**ENTRIES PROVIDED**

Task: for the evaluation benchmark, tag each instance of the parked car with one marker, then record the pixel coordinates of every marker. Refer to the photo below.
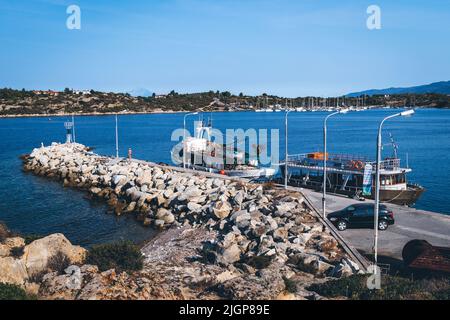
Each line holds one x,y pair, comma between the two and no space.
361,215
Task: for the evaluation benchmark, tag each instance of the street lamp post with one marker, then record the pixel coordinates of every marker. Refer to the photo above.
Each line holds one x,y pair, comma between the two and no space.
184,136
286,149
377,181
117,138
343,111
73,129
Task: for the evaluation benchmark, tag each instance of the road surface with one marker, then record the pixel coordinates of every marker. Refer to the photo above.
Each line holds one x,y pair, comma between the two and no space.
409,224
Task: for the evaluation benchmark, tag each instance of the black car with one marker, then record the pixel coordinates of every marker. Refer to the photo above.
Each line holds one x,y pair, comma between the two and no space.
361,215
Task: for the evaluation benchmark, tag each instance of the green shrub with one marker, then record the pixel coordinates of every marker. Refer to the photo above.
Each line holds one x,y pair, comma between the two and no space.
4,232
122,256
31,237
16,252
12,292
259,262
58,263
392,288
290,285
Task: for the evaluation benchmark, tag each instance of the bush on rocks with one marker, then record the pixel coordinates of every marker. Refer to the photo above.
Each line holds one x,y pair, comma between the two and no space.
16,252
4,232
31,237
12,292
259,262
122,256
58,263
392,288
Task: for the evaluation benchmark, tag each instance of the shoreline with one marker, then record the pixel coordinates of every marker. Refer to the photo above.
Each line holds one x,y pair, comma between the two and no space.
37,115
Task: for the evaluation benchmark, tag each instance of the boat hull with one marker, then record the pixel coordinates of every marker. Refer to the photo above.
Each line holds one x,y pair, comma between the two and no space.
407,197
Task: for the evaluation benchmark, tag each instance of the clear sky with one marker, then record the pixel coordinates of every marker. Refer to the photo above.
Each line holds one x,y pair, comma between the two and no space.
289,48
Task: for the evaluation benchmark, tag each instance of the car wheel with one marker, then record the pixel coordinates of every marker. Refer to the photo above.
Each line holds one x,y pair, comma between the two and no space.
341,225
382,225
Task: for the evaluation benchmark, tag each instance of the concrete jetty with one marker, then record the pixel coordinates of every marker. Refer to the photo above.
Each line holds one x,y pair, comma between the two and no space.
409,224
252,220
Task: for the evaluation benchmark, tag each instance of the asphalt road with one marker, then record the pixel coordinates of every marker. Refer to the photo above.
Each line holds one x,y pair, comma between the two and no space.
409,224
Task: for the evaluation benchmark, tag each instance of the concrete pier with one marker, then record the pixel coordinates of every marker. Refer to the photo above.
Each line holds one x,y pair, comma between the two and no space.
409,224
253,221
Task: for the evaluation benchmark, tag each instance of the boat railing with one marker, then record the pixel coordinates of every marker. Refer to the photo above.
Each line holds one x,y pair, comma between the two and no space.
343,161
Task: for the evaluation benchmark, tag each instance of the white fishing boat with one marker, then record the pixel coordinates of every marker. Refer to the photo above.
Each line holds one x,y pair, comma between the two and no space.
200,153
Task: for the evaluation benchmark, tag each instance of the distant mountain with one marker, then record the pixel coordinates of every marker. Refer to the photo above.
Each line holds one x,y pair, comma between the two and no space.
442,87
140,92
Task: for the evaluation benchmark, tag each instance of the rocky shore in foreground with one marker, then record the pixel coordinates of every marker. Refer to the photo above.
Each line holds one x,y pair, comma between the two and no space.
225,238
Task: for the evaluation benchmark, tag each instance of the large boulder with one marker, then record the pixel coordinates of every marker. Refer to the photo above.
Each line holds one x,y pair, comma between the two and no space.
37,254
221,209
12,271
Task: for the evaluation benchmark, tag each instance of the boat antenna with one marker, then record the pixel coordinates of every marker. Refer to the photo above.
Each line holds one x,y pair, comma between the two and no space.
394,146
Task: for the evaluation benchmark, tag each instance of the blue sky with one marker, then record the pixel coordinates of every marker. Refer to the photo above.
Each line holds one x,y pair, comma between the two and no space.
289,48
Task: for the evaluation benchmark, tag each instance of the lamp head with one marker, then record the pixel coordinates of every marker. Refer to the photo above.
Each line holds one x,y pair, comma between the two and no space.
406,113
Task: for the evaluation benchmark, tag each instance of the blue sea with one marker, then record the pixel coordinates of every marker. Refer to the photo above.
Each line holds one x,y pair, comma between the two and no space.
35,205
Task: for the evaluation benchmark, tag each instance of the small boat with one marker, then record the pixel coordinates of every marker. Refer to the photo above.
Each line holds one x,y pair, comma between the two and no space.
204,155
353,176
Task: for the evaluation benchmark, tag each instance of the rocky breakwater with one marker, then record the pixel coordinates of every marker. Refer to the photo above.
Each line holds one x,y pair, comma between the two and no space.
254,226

**OBJECTIVE**
Extract the full listing exactly, with the pictures left out.

**SOLUTION TO THIS TASK**
Task: for the evaluation benchmark, tag each instance of the parked car with one marker, then record the pixel coordinates of every marker. Refer to the photo below.
Each line holds one x,y pair, comma between the two and no space.
361,215
Task: for the evaluation benchmark, tag each instance of the street lamp post with one marker, then record the pixel coordinates of every marker. Refer to the photo above.
Each line holds one x,y pair, comma between the two and no space.
184,136
286,149
377,181
117,138
343,111
73,129
Task: for the evaluation benchmark, tag each instance of the road surface with one marker, then record the pixel coordinates of every marker. Refer to the photo above.
Each line holds one x,y pair, comma between the two and no space.
409,224
Task: for the evaluation benchmark, tag each instance of the black car with one marker, then record the pixel coordinates of every marker. Refer to the photo above.
Each line holds one x,y pair, comma between the two and no space.
361,215
Task: for the evaluation benchmark, tag each instance of the green shrub with one marker, then record the pixel coordinates of every marker. Refer to the photo above.
Each line holds one x,y pair, comma between the two and no space.
4,232
122,256
31,237
16,252
12,292
259,262
58,263
392,288
290,285
Task: for the evaluation benchmark, tag each instance of the bush on rocks with one marker, then record the pixel coordinates of every marker. Refer to the photo above.
Each line holds one x,y pair, comma between the two and no space.
16,252
4,232
31,237
12,292
259,262
122,256
58,263
392,288
Task: for the evaluation benchmark, tag each instance of the shoreline with one marker, then record the pixel coordinates of every marker. Refer to the photo above.
Each line holds one x,y pair, comma between the two and no space.
37,115
Task: for the evaluation benchmark, tag each instance of the boat hull with one marker, then record the pixel coordinates of every marker. Refer to the photo above.
Each line holds one x,y pair, comma between the two and no space.
407,197
Task: for the evaluation benchmark, tag each instance of the clear sky with one marker, then record the pixel coordinates of every marker. Refer to the photo above.
Each line holds one x,y pair, comma between the two and no space.
289,48
Task: for the evaluation benchmark, tag each instance of the car wheel with one marker, then record the pixel coordinates of every marker. Refer to the photo above.
Each line holds one x,y pair, comma between the two and no space.
341,225
382,225
Task: for the evaluation benchmark, tag each instance of the concrete jetty with one marker, then record the pixel coordinates of every marker. Refer to the photo above.
Each line holds one x,y pair, comma between the two and no space.
409,224
252,220
Task: for the evaluation benchmark, tag each instance of the asphalt road with one marker, then record the pixel coordinates of every marker. Refer to the photo above.
Each line holds one x,y pair, comma between the two and no space.
409,224
Task: for the evaluation benchmark, tag each instance of the concrete pier with one marker, then record the pixel coordinates of every marker. Refer to the photo above.
Each line holds one x,y pair, comma between the two and no space.
409,224
253,221
Task: for the evaluation benchmark, tag each instance of the boat railing with one marker, then record the pixel coordinates of every marker. Refer to the photo above.
Each line holds one x,y pair, comma between the two and no space.
343,161
Task: for the evaluation benchmark, tag each instance of the white fishing boat with one marker, then record the pixel coordinates of every marker. Refer to the photo above.
Each line holds one x,y pair, comma between the two and no space.
200,153
Task: for the evaluation benchmark, tag each instance of the distant mountain with one marker, then record the pixel coordinates of every marker. Refer to the photo above.
Each line holds one x,y pair, comma between the two and no space.
442,87
140,92
Task: for the evaluation benchmark, tag each instance of the rocky shore in foreground with one marker, then record the pixel coordinates of every marker. Refer to the photo above.
Each line holds one x,y pair, comma between the two and no space.
225,238
Task: for the evaluation benchmark, tag each instance of the large boulder with one marker, then record the pixel coordinates of every marker. Refer to the photo above.
Each line holds one x,y pair, comma between the two and no space.
37,254
221,209
12,271
Task: for the evaluation benchmark, tag each instance of the boat antenna with one marker, then record the pixel coordinates of every marker. Refer to the photo above.
Each line holds one x,y pair, comma between the two and no space.
394,146
Task: for the evaluation benchmark, tag each instance of the blue sky with one marker, then record the pixel coordinates of every marker. Refer to the photo above.
Each line holds one x,y pair, comma between the two and no space.
289,48
Task: for the evaluation benchmark, tag each instance of the lamp head with one marker, then record the pixel coordinates of every marker. Refer to the photo above.
Each line holds one x,y pair, comma between the two and no space.
406,113
Task: for the evaluation benchmark, tag each instance of the blue sea with one marker, then record the pixel coordinates of every marker. Refer to the photo above.
Each line holds one x,y pair, comma between the two and no space.
35,205
Task: for the evaluation benchmark, tag each instance of the small boat with one marker, then record the pixel coordinates of every marker. Refer to the photo above.
Each line holds one x,y pair, comma between the two and no space.
204,155
353,176
Task: for the evaluation benchmark, tag each instance of the rocky breakwater with one marker, then record the pixel coordinates of every marker. Refer to the photo above.
Each line holds one x,y pair, comma between the two and no space.
254,226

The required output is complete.